Ernst von Herzog (23 November 1834, Esslingen am Neckar - 16 November 1911) was a German classical philologist and archaeologist, who was an expert in the field of Roman epigraphy.

He studied theology and classical philology at the University of Tübingen, and afterward continued his education at the Ludwig-Maximilians-Universität München. From 1857, he worked as a tutor in Paris, then studied archaeology at the Friedrich Wilhelm University of Berlin, followed by research at the German Archaeological Institute in Rome. In 1861, he conducted studies of ancient Roman inscriptions in southern France. In 1862, he obtained his habilitation for classical philology at Tübingen, where in 1867 he became an associate professor, followed by a full professorship in classical philology in 1874. Herzog was a prominent member of the Reichs-Limeskommission (German Limes Commission) and of the Römisch-Germanische Kommission des Deutschen Archäologischen Instituts (Roman-Germanic Commission of the German Archaeological Institute).

As a result of his scientific research in France, he published a book on the history of Gallia Narbonensis titled "Galliae narbonensi Commis provinciae Romanae historia descriptio institutorum expositio" (1864). In his studies associated with Limes Germanicus, he conducted archaeological excavations at several sites in Württemberg — Rottenburg am Neckar (1883–84), near Öhringen (1892), and Mainhardt and Jagsthausen (1893).

He was the author of a well-received work on the history and structure of the Roman Constitution, titled "Geschichte und system der Römischen Staatsverfassung" (2 volumes; 1884, 1891). In 1871, he published "Untersuchungen über die bildungsgeschichte der griechischen und lateinischen sprache" (Studies on the educational history of Greek and Latin languages).

■ ■ ■ ■

--- Questions on the material ---
1) According to the Herzog biography, in what year did Herzog become a full professor of classical philology?
2) Set down the part of the Herzog biography starting with "He was the author" and going on through "and Latin languages).", word for word.
Draw only on the Herzog biography.

■ ■ ■ ■

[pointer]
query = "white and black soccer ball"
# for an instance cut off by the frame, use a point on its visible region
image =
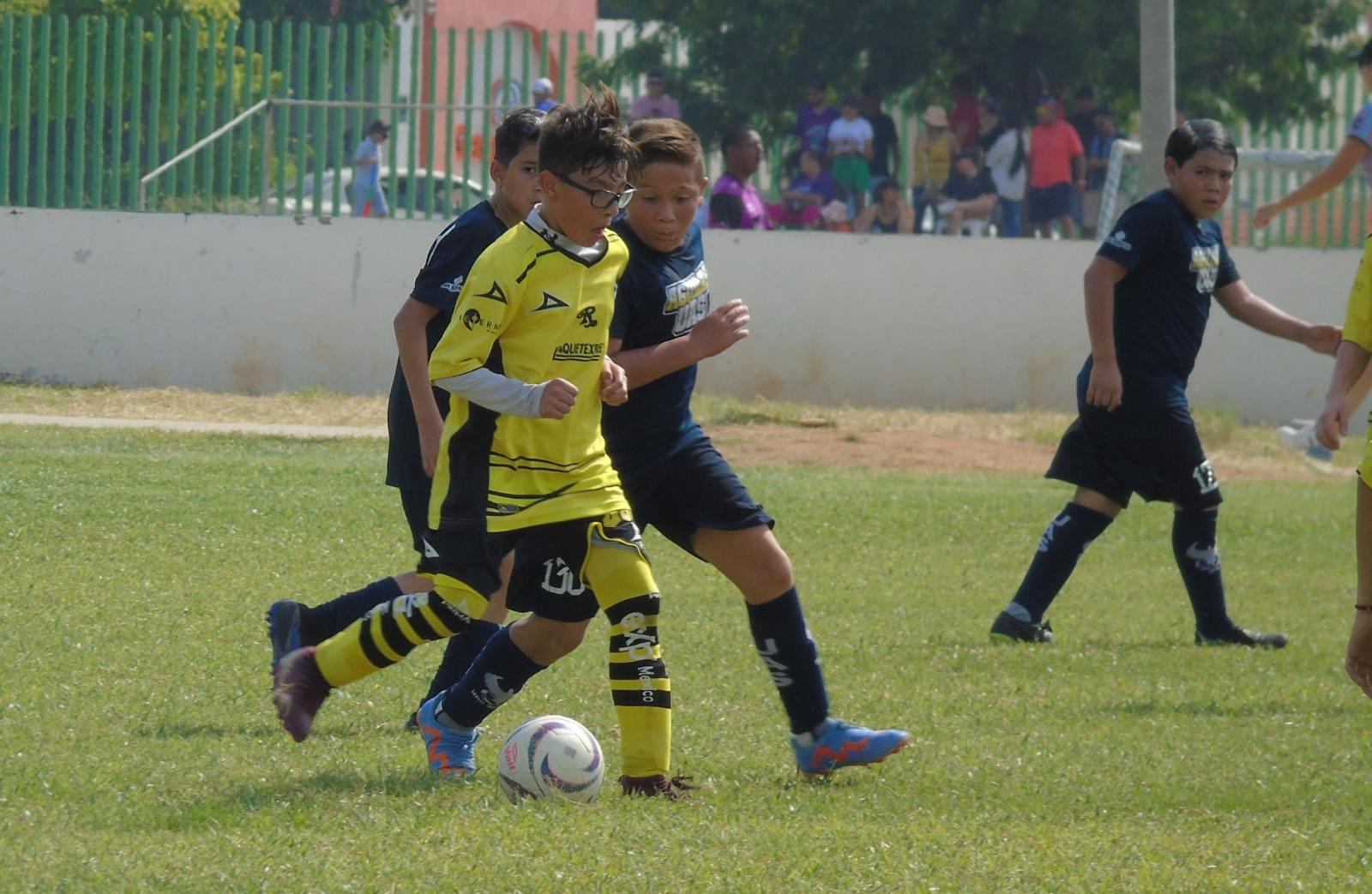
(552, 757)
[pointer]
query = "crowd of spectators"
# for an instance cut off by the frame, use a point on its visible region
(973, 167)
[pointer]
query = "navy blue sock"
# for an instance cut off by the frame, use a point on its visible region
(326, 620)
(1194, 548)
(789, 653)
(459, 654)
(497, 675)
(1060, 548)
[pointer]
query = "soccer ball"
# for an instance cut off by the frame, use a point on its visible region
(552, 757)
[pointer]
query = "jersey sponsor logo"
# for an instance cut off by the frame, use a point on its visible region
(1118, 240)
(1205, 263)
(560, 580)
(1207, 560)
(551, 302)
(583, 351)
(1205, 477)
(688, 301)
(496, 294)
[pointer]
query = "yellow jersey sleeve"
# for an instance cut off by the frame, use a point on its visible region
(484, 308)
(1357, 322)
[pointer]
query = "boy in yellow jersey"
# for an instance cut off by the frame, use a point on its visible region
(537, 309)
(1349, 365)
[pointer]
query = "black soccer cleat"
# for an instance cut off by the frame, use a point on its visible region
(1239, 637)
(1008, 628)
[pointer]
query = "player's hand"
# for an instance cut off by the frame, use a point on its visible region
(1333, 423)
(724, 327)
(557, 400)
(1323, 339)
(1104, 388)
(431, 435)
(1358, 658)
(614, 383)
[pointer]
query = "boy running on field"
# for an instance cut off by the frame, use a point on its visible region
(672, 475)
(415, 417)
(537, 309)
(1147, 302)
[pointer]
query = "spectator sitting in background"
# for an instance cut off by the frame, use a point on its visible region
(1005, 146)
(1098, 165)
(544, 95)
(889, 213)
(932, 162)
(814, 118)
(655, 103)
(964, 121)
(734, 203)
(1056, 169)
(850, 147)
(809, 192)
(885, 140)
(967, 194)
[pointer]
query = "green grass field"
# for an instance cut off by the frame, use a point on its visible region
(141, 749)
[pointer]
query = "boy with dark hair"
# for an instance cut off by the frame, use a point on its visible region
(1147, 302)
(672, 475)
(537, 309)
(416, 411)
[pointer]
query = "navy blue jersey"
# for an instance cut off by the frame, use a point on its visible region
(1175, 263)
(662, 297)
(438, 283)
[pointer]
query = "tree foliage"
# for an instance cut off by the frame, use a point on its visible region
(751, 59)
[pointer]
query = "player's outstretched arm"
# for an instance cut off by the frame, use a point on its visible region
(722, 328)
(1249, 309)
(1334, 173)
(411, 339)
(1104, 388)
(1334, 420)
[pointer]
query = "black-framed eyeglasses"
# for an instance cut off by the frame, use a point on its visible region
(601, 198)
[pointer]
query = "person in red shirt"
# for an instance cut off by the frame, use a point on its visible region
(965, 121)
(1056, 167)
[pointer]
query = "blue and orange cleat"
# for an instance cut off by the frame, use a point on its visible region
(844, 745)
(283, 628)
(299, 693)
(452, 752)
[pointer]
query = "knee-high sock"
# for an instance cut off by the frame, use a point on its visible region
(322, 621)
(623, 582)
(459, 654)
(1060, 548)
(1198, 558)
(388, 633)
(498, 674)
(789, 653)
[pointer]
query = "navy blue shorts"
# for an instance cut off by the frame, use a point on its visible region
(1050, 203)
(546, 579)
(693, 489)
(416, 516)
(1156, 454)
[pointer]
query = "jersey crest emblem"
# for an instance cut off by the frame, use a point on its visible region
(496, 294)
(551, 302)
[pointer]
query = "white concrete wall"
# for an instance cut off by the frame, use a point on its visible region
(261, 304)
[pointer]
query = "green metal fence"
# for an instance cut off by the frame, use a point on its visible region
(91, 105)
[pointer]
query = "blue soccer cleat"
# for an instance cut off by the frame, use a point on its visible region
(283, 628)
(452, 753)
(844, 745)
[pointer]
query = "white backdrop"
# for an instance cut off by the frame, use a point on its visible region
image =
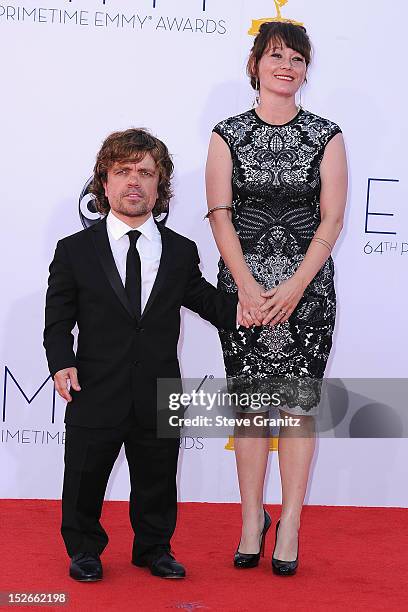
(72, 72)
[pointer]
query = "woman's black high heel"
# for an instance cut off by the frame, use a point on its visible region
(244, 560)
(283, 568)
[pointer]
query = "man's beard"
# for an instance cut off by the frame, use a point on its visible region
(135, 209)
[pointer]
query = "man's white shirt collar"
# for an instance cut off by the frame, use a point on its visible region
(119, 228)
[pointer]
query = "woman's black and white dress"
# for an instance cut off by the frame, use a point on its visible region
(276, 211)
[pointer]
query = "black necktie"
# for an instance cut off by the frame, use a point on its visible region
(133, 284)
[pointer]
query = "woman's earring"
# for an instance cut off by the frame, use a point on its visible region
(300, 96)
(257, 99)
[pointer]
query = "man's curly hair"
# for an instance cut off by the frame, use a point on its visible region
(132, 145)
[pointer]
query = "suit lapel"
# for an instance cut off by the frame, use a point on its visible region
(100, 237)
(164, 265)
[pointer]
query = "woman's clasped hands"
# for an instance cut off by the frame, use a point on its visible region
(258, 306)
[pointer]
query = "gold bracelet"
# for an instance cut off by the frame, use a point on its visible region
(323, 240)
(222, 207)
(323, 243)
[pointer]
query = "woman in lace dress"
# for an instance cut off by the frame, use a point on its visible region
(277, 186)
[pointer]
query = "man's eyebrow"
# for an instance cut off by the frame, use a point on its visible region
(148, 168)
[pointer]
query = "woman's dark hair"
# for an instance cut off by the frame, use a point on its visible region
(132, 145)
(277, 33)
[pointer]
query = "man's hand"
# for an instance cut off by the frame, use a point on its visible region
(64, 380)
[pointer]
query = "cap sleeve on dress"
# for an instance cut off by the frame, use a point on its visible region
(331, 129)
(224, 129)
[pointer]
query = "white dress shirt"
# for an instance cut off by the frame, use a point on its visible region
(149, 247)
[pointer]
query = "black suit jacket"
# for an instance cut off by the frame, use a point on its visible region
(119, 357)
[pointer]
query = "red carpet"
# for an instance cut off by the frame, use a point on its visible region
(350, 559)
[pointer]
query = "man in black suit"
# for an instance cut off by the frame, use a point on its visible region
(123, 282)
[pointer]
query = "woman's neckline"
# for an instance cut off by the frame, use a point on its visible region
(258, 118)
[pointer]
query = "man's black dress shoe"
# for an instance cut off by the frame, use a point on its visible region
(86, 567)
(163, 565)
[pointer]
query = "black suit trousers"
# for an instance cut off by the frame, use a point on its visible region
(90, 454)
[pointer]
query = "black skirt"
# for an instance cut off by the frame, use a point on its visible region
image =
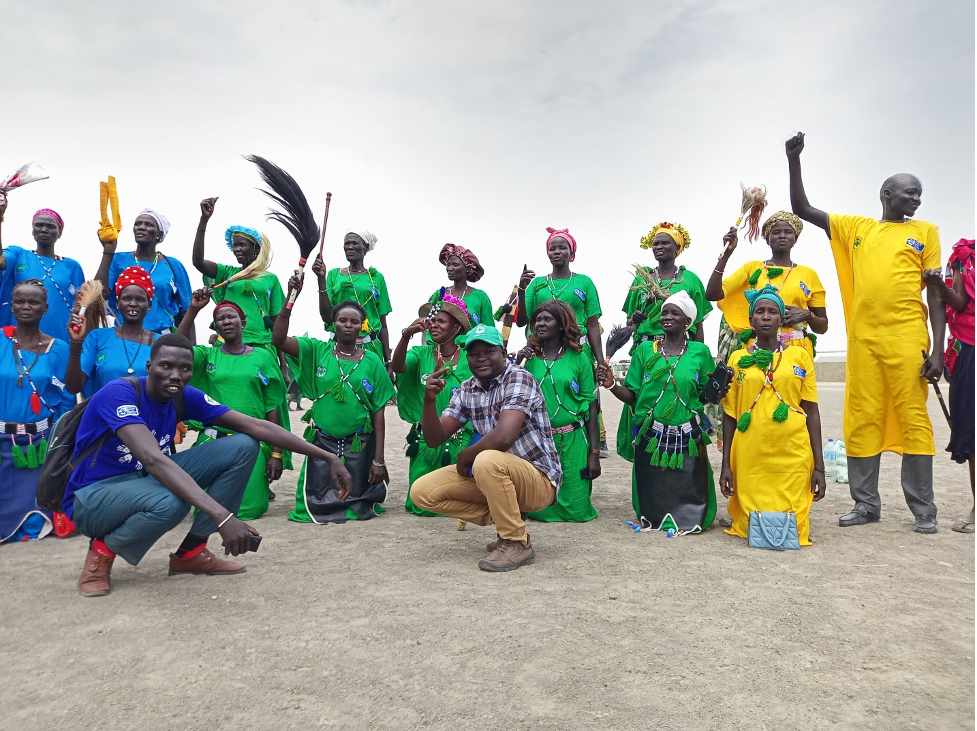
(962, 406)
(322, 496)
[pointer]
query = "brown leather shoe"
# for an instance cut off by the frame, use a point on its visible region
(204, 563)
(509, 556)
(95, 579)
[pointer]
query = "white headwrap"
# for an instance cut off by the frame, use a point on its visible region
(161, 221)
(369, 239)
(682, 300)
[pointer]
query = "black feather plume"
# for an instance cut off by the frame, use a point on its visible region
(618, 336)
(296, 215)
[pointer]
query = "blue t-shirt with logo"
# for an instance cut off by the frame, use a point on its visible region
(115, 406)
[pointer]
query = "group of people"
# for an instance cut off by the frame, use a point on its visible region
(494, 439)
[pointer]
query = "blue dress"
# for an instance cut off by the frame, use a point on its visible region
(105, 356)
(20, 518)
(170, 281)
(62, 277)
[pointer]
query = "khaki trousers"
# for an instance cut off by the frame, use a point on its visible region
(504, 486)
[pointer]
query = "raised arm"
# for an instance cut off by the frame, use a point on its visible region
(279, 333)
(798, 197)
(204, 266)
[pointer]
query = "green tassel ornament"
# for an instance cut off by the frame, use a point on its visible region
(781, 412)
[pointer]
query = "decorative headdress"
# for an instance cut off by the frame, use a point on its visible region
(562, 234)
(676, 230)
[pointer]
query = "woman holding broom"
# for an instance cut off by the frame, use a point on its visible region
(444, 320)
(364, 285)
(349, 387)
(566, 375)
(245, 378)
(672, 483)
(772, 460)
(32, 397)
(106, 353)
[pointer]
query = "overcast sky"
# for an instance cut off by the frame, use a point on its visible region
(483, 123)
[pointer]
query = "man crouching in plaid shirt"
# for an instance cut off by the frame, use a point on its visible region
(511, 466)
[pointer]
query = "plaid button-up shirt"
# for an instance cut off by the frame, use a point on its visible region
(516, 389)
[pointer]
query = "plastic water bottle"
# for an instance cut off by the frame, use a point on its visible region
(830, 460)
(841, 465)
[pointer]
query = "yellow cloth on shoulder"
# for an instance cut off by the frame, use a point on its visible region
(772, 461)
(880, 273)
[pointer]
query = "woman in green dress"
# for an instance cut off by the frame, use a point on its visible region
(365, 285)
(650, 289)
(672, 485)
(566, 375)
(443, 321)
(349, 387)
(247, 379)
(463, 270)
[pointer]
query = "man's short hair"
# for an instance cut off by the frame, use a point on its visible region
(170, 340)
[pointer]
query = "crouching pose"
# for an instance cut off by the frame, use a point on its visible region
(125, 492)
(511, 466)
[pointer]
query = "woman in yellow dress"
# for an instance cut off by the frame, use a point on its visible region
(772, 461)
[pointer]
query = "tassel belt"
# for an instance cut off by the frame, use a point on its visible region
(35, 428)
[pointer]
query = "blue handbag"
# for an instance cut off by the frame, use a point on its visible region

■ ■ ■ ■

--- Answers per task ---
1) 1874

2)
He was the author of a well-received work on the history and structure of the Roman Constitution, titled "Geschichte und system der Römischen Staatsverfassung" (2 volumes; 1884, 1891). In 1871, he published "Untersuchungen über die bildungsgeschichte der griechischen und lateinischen sprache" (Studies on the educational history of Greek and Latin languages).